Data extracted from a collection:
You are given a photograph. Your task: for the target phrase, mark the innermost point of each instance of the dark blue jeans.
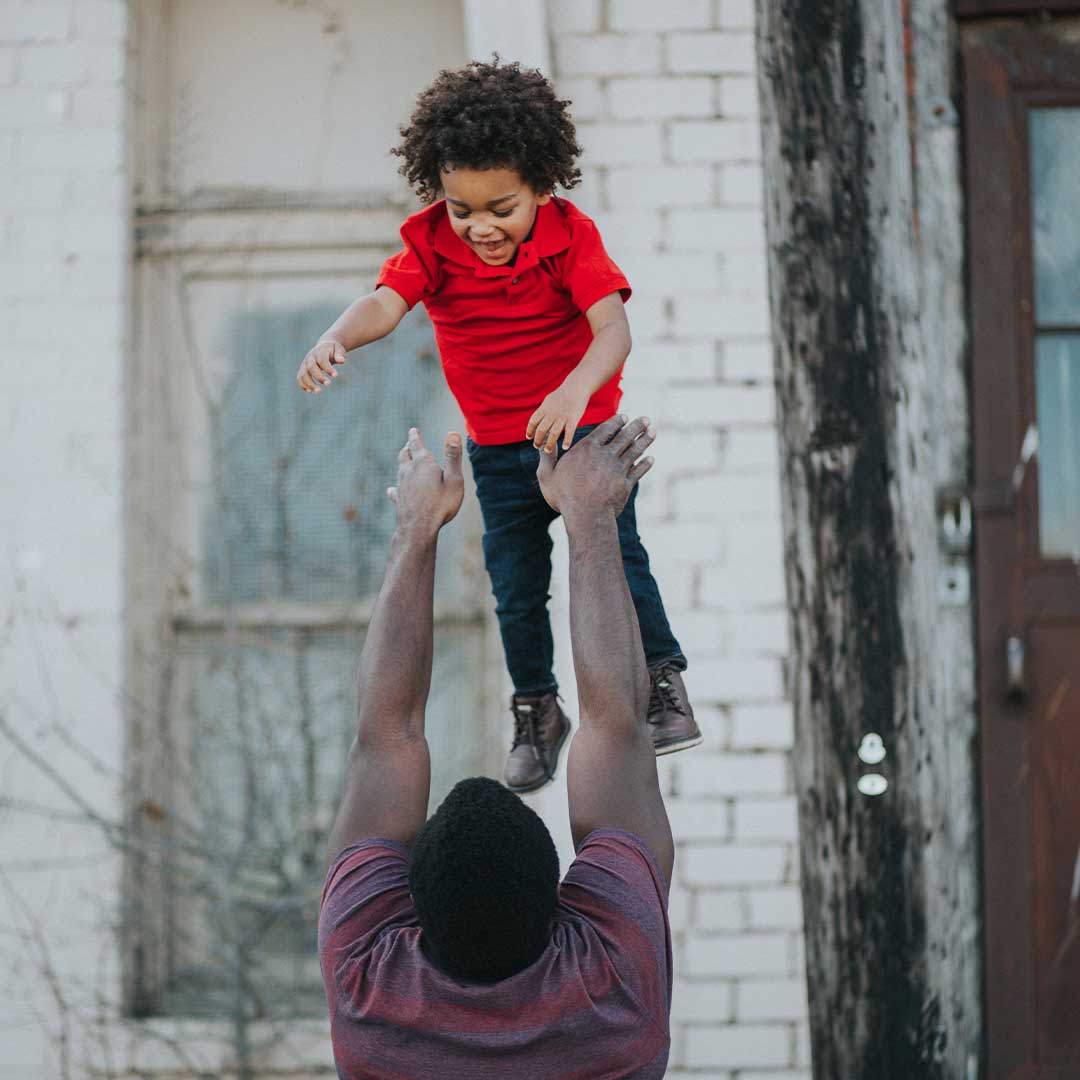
(517, 552)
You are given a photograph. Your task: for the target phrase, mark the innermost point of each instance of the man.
(464, 957)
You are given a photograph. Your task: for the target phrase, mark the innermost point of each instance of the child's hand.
(559, 412)
(318, 367)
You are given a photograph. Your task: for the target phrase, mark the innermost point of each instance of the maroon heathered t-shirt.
(595, 1004)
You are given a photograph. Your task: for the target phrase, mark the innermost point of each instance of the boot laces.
(663, 697)
(526, 719)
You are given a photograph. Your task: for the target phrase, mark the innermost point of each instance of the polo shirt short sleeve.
(509, 335)
(589, 272)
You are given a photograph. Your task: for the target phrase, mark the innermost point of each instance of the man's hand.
(427, 495)
(598, 474)
(561, 410)
(316, 369)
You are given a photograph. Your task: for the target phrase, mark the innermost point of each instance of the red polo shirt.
(509, 335)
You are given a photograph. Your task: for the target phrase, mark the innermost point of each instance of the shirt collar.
(550, 237)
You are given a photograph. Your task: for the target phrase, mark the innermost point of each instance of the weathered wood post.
(889, 880)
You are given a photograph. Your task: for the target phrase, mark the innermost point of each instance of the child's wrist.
(575, 383)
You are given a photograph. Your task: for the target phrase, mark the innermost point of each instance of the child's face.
(490, 210)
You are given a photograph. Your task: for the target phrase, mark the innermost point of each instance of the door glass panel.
(1055, 191)
(1057, 381)
(1055, 214)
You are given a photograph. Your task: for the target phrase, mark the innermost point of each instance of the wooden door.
(1023, 179)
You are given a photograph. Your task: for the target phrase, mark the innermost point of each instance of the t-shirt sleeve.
(589, 272)
(413, 271)
(617, 886)
(366, 892)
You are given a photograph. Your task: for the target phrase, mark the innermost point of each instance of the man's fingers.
(609, 429)
(451, 456)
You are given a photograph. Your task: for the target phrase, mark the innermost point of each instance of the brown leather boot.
(540, 729)
(671, 718)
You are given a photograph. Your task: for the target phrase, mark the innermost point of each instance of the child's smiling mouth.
(490, 247)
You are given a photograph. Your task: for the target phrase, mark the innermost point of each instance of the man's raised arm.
(611, 772)
(389, 770)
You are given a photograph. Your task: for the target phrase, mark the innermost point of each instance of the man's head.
(484, 878)
(496, 140)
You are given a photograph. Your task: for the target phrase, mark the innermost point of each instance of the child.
(528, 314)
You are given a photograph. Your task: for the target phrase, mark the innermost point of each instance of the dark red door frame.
(1008, 68)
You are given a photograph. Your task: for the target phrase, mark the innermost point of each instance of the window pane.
(294, 502)
(259, 732)
(1057, 382)
(1055, 211)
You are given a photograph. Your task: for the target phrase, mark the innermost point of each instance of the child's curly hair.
(489, 116)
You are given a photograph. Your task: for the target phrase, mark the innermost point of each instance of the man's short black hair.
(489, 116)
(484, 878)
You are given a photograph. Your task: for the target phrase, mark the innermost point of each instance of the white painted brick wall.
(667, 116)
(64, 256)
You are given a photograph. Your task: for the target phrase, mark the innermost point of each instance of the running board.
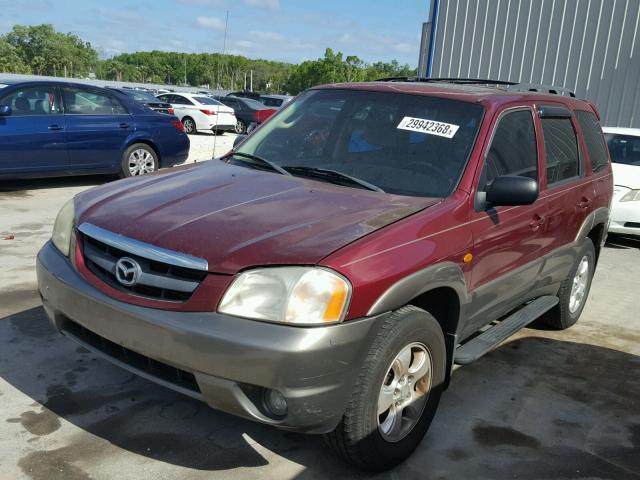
(474, 349)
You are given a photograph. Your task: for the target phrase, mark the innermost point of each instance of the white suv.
(200, 113)
(624, 148)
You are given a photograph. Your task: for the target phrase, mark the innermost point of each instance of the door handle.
(537, 222)
(584, 202)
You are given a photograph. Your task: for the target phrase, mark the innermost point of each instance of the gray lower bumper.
(314, 368)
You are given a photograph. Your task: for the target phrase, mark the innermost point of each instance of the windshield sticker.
(430, 127)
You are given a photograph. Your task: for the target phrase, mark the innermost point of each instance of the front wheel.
(189, 125)
(396, 394)
(138, 159)
(240, 127)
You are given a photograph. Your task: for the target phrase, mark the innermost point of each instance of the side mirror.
(509, 190)
(238, 140)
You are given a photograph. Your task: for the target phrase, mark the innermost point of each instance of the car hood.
(626, 175)
(237, 217)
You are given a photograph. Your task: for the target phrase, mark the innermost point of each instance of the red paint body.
(237, 218)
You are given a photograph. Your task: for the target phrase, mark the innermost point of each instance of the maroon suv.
(326, 274)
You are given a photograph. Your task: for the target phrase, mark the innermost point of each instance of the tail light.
(262, 115)
(177, 123)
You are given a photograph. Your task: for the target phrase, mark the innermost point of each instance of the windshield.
(207, 101)
(141, 96)
(624, 148)
(404, 144)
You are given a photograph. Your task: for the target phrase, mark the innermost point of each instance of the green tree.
(48, 52)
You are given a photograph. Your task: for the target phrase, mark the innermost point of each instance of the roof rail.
(531, 87)
(459, 81)
(511, 86)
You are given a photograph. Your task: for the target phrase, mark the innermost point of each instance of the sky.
(285, 30)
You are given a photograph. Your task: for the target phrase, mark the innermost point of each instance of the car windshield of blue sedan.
(206, 101)
(403, 144)
(142, 97)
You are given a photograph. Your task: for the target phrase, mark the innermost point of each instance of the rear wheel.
(138, 159)
(574, 290)
(189, 125)
(396, 394)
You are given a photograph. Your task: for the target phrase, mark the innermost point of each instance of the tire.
(567, 312)
(189, 126)
(240, 127)
(360, 437)
(138, 159)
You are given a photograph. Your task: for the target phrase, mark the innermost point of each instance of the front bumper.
(232, 360)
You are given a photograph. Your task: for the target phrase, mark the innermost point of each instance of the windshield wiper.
(262, 161)
(332, 176)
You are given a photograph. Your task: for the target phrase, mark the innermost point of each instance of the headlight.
(61, 236)
(631, 196)
(298, 295)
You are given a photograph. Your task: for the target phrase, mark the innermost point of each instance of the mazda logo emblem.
(128, 271)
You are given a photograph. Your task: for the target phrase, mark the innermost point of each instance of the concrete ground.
(544, 405)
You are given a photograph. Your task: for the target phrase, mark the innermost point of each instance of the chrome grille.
(160, 280)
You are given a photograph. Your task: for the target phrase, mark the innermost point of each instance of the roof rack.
(510, 86)
(531, 87)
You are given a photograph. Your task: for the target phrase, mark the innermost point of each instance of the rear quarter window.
(561, 145)
(594, 139)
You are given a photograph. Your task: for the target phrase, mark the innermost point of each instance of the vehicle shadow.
(18, 186)
(622, 241)
(535, 408)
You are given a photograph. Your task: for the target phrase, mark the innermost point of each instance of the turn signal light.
(178, 124)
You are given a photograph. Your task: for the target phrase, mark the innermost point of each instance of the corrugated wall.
(589, 46)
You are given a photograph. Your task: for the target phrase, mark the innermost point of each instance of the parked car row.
(51, 128)
(249, 112)
(624, 148)
(200, 113)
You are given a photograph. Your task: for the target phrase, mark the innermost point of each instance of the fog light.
(275, 402)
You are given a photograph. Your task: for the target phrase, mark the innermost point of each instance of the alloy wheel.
(579, 285)
(141, 161)
(404, 392)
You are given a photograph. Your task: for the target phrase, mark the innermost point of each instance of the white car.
(624, 148)
(199, 113)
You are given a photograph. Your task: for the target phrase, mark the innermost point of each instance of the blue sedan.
(50, 128)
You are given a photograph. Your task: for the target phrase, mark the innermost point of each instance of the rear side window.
(78, 101)
(513, 149)
(594, 139)
(561, 144)
(32, 101)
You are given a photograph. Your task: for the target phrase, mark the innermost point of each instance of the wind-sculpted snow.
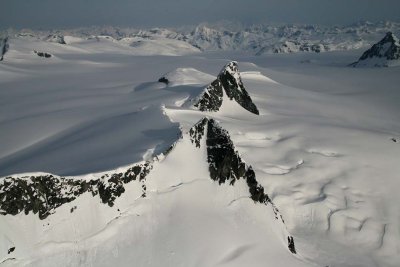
(382, 54)
(230, 82)
(43, 194)
(226, 166)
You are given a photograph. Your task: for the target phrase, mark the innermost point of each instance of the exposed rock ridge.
(3, 47)
(230, 81)
(386, 49)
(43, 194)
(226, 166)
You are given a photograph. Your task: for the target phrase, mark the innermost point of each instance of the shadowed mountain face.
(43, 194)
(230, 82)
(386, 50)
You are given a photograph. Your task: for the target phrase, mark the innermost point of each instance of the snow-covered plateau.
(199, 147)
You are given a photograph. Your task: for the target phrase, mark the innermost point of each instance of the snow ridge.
(226, 166)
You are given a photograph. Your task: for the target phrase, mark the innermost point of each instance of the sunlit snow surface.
(325, 147)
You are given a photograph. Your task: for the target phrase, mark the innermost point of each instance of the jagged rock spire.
(230, 81)
(387, 49)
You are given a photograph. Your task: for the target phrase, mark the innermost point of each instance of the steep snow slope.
(324, 148)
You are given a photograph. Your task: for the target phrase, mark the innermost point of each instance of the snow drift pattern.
(225, 164)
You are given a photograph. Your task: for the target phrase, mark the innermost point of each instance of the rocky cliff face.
(382, 53)
(3, 47)
(43, 194)
(230, 82)
(226, 166)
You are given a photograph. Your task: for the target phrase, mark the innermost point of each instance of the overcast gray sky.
(144, 13)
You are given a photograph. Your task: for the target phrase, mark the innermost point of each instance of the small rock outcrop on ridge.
(3, 47)
(230, 82)
(42, 54)
(385, 53)
(56, 38)
(43, 194)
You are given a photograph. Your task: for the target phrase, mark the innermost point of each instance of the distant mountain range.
(256, 39)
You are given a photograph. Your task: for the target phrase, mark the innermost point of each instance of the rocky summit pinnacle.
(230, 81)
(382, 53)
(3, 47)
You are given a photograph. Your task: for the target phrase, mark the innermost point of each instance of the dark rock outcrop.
(42, 54)
(45, 193)
(226, 166)
(386, 50)
(163, 80)
(3, 47)
(230, 82)
(56, 38)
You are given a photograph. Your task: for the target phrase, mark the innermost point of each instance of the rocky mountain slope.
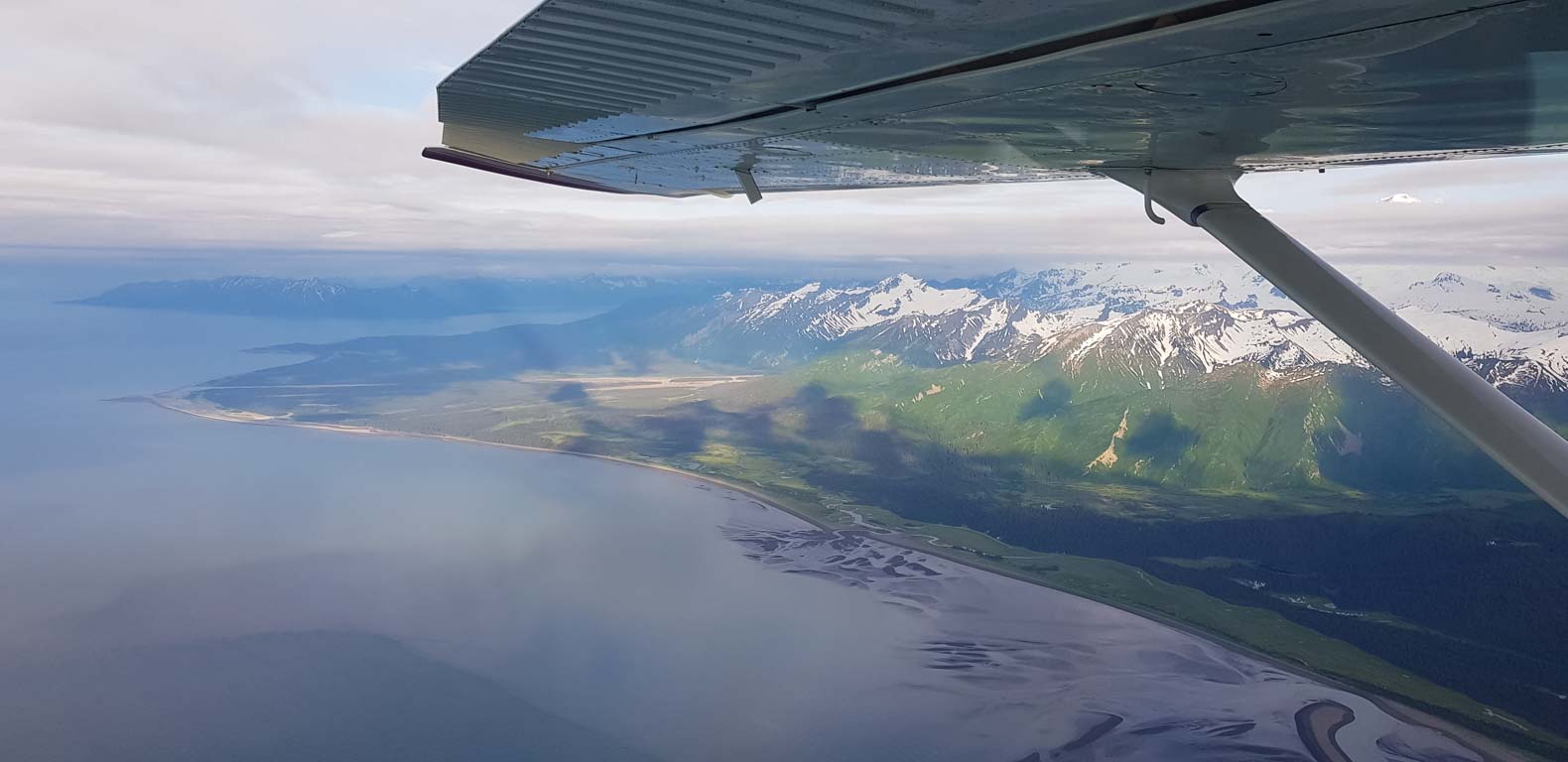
(1151, 323)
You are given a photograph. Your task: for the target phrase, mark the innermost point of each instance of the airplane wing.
(1176, 99)
(681, 97)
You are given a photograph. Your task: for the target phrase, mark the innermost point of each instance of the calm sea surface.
(183, 588)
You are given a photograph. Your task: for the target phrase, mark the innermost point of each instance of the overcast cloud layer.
(216, 130)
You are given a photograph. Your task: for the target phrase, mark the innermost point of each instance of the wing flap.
(672, 97)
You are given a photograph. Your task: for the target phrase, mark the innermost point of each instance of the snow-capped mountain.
(1148, 321)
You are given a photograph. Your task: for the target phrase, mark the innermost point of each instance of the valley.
(1225, 466)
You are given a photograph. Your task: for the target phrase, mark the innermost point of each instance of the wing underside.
(675, 97)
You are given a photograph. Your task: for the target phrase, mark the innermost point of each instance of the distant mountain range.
(1211, 377)
(1153, 323)
(425, 299)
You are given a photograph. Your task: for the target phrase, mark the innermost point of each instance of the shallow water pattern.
(1038, 672)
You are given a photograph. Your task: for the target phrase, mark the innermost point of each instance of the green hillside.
(1239, 429)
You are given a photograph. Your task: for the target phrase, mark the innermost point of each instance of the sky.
(283, 138)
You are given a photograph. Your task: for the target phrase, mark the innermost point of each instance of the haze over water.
(176, 582)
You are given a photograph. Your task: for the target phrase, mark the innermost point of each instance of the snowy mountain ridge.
(1153, 321)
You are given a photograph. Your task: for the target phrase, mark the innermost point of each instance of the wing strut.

Work to be completed -> Would you please copy the lines above, from the one holding "the green hillside." through the last, and nothing else?

Your response ->
You are given a photograph. Your task: for the target phrase, mark the innermost point of each instance of the green hillside.
(1239, 429)
You are given a photograph. Your task: for the target phrase, mark the innermost point of each instance of the sky.
(283, 138)
You are given a photograph. Your task: for the target phrase, mark the innermost point of each instance of the haze over water.
(176, 582)
You are given a photograph. Your task: for the target phrase, mark the innermost point of each instance of the snowy mountain ridge.
(1153, 321)
You are given a photograph. Your task: for the target phrase, mark the innermost point of each instance of the wing strut.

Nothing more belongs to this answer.